== Aim of the exercise ==
Return every line of the records that contains the string "truss".

::: Stored data

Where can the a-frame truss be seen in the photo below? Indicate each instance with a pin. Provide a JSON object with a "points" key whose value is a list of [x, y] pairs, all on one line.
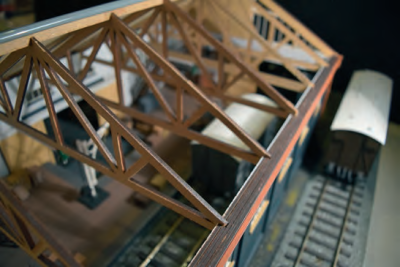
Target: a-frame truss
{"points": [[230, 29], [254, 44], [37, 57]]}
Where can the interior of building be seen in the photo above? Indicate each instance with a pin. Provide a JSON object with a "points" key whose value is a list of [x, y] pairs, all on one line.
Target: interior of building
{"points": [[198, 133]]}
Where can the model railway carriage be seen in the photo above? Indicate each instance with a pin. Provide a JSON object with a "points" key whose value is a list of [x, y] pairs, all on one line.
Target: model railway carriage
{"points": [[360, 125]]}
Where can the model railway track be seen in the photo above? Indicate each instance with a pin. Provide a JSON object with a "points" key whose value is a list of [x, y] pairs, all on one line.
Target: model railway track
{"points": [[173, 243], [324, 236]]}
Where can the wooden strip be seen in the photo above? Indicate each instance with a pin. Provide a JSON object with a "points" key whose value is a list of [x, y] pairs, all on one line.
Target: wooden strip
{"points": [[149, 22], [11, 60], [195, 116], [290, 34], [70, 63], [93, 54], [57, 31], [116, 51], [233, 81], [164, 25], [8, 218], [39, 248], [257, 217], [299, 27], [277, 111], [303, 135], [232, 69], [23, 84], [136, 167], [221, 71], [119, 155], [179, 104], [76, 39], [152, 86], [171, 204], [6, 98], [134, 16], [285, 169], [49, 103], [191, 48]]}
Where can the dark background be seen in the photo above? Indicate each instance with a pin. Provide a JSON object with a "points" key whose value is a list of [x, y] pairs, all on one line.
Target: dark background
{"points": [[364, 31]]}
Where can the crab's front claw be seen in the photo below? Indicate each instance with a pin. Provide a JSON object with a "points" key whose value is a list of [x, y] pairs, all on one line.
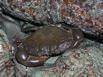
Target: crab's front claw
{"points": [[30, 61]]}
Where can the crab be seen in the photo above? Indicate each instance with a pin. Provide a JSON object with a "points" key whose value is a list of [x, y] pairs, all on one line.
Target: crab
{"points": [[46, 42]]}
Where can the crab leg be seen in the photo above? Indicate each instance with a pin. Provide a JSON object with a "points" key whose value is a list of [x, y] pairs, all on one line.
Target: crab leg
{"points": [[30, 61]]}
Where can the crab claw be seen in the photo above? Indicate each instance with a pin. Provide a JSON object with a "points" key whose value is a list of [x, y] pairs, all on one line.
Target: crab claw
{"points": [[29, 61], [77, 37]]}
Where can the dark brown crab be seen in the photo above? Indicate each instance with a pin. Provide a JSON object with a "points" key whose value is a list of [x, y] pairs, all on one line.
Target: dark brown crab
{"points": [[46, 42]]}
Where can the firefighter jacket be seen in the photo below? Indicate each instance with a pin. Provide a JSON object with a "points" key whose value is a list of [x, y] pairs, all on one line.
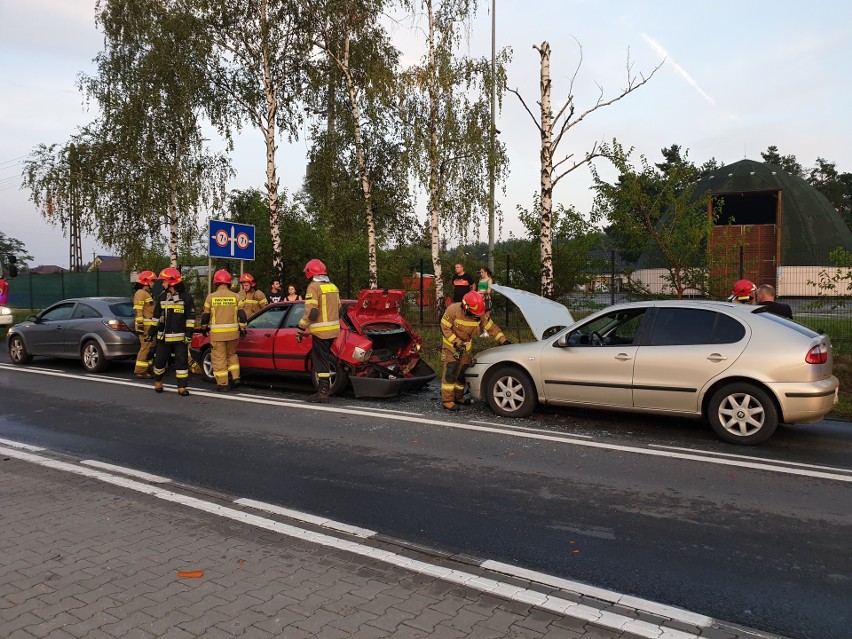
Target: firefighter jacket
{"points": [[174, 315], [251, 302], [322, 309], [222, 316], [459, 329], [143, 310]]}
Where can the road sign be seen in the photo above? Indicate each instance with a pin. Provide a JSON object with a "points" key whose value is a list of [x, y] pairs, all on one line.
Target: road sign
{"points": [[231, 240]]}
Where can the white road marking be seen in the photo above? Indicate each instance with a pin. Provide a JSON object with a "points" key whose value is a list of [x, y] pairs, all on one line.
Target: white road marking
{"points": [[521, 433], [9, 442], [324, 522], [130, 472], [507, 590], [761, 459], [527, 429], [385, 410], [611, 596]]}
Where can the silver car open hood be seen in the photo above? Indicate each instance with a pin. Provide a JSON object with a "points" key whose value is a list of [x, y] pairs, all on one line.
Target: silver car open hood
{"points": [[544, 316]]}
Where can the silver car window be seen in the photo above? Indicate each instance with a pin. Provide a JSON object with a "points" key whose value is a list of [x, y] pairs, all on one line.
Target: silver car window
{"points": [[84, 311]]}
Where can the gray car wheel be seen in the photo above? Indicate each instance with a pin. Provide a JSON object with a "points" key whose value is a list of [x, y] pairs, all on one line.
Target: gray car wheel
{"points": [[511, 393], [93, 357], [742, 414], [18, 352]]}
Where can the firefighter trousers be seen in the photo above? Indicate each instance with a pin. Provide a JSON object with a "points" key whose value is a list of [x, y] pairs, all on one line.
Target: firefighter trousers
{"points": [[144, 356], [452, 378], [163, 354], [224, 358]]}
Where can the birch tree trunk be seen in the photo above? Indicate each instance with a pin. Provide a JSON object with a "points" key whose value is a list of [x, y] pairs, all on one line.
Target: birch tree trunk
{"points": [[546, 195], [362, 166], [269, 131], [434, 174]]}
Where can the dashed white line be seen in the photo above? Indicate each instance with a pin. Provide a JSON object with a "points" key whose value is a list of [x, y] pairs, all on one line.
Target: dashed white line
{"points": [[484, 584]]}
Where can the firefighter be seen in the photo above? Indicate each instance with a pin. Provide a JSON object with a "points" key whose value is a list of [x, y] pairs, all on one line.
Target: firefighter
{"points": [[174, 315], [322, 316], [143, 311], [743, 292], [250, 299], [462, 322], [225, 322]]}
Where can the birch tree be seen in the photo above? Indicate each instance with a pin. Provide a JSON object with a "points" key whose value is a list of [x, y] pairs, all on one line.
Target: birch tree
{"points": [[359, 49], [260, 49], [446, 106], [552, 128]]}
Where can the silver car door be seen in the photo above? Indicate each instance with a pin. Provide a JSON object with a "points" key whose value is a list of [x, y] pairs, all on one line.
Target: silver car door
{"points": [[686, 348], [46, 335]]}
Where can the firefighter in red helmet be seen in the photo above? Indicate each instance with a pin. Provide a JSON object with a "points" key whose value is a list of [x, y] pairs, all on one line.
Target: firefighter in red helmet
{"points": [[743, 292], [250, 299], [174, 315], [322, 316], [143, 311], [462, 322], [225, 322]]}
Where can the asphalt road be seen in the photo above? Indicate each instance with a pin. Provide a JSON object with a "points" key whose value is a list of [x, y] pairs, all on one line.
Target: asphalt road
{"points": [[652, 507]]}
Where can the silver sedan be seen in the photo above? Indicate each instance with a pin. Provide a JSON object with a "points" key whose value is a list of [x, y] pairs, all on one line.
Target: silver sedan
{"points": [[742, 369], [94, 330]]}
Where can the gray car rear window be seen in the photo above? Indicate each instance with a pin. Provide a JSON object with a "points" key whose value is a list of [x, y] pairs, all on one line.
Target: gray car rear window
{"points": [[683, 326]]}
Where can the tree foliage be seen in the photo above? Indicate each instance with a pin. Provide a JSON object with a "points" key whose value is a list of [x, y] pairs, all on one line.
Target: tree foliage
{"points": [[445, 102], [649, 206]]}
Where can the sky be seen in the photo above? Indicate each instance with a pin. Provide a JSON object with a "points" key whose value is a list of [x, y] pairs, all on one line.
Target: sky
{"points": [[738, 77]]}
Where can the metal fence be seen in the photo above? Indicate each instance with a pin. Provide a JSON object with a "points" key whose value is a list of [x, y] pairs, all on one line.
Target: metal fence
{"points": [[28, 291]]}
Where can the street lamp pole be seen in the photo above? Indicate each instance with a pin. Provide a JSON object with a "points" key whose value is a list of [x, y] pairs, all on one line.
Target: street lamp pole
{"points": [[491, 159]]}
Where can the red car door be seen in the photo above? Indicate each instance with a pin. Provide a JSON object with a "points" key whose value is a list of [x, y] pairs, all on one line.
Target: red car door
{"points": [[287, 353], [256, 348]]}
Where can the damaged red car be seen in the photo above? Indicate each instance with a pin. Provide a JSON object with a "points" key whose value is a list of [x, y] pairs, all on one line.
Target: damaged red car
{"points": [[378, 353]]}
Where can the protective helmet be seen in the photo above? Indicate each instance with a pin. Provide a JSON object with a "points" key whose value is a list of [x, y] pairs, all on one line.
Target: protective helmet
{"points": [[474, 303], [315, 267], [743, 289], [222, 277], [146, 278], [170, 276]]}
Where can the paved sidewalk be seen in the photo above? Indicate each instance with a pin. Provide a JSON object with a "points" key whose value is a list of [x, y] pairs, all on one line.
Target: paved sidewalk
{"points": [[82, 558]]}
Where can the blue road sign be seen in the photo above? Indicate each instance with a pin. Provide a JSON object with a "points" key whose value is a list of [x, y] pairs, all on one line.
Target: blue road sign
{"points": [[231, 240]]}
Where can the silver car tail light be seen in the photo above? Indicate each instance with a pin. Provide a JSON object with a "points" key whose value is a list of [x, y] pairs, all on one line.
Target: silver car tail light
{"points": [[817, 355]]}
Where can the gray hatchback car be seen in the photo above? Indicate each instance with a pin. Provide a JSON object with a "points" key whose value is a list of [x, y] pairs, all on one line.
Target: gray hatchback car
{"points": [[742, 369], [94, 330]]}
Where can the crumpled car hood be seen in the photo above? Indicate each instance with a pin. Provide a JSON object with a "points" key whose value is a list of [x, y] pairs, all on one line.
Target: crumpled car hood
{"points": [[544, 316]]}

::::::
::: Stored data

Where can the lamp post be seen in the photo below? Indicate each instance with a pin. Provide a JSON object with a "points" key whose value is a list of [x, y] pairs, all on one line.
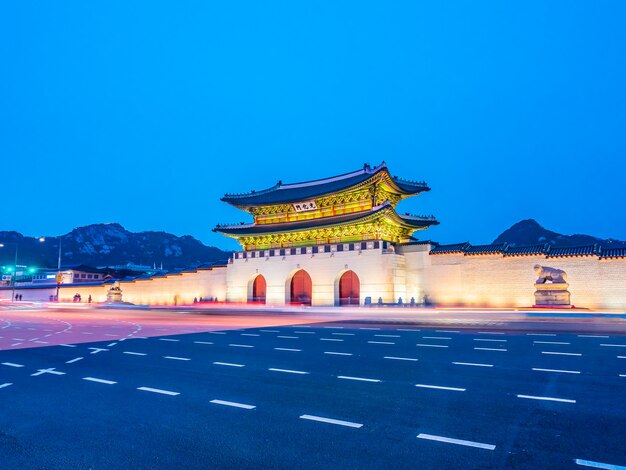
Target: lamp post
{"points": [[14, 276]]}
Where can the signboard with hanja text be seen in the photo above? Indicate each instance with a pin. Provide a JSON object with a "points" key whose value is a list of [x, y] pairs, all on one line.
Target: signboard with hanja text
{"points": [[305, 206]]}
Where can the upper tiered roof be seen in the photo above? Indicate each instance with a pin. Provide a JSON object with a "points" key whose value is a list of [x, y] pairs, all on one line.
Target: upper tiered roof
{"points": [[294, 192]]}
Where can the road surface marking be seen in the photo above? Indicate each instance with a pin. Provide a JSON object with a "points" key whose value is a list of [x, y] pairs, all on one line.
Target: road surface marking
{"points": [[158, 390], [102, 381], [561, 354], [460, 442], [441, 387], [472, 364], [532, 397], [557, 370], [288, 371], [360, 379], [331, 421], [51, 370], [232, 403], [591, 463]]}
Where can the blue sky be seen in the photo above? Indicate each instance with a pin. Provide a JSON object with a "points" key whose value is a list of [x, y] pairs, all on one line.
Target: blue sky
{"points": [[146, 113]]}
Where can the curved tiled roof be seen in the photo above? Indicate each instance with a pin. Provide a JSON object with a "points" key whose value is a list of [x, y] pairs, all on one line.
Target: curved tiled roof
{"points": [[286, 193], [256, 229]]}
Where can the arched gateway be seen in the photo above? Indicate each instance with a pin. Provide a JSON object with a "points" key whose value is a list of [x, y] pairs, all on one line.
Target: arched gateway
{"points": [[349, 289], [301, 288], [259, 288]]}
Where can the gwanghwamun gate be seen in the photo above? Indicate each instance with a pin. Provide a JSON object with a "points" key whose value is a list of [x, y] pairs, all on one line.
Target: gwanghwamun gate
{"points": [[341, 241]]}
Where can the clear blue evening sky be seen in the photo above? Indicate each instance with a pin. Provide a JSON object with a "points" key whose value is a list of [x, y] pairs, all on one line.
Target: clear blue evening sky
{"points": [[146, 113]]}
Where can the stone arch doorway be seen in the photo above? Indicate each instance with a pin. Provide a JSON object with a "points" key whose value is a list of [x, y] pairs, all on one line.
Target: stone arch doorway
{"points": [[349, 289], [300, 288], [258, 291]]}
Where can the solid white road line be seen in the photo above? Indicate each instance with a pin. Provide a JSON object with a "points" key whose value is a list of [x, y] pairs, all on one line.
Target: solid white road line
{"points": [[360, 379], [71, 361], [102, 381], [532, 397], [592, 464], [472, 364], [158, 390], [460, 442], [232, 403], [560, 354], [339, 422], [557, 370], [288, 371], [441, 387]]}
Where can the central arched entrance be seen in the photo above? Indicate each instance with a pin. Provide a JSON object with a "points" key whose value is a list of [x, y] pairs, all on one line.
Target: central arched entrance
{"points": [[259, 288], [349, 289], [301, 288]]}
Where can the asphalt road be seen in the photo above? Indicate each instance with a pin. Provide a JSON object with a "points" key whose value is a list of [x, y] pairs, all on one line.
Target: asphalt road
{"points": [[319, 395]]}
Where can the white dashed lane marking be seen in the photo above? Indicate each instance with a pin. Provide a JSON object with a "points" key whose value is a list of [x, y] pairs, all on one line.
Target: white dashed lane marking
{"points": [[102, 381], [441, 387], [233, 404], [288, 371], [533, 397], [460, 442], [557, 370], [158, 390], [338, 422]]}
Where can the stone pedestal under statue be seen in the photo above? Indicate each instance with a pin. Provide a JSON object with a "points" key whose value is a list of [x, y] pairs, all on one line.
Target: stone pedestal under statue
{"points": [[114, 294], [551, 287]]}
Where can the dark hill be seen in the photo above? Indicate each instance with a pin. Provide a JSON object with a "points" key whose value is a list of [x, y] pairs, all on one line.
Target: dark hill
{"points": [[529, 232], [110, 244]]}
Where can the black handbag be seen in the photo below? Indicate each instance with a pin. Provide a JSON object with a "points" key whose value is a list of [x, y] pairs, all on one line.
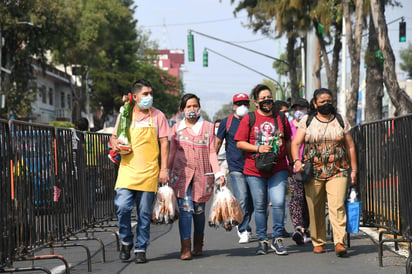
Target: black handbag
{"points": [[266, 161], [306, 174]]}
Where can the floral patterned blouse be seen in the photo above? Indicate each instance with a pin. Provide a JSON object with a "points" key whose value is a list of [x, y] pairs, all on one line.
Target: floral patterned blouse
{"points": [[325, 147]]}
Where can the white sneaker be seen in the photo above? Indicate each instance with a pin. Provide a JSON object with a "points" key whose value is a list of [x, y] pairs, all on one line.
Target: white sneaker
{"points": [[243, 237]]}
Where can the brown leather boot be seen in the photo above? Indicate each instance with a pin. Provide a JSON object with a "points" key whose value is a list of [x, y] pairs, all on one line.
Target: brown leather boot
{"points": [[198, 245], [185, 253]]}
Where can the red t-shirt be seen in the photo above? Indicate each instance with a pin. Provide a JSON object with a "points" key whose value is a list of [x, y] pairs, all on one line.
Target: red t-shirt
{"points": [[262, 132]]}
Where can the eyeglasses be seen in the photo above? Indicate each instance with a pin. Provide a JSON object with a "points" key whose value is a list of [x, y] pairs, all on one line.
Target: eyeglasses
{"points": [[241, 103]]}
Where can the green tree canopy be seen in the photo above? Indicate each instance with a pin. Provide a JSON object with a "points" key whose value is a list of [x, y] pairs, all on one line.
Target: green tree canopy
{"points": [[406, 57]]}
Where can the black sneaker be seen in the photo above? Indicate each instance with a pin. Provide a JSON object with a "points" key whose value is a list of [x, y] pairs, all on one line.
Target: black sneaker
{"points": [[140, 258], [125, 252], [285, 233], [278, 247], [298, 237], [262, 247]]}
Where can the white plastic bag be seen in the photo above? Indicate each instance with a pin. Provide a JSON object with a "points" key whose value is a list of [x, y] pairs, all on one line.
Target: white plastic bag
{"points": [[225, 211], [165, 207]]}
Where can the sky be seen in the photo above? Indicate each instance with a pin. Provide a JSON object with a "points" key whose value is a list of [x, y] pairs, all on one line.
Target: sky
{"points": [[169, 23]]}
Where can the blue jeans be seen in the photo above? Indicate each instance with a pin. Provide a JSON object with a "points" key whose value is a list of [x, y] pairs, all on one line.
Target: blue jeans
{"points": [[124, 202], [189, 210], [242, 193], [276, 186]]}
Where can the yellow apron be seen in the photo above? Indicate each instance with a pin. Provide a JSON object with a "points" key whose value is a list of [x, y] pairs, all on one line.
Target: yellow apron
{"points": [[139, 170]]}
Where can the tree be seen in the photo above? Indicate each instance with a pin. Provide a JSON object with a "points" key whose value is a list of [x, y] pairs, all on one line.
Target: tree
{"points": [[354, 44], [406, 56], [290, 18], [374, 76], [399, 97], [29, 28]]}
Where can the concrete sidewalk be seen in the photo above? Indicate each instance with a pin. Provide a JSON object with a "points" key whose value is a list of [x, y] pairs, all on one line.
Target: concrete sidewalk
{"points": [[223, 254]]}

::::::

== Exercise answer ==
Where can the a-frame truss be seen in the photo below? Indicate each instance with a pin. Provide a JSON object with a "points" key whose value is a list of [x, y] pairs, all on one line.
Target: a-frame truss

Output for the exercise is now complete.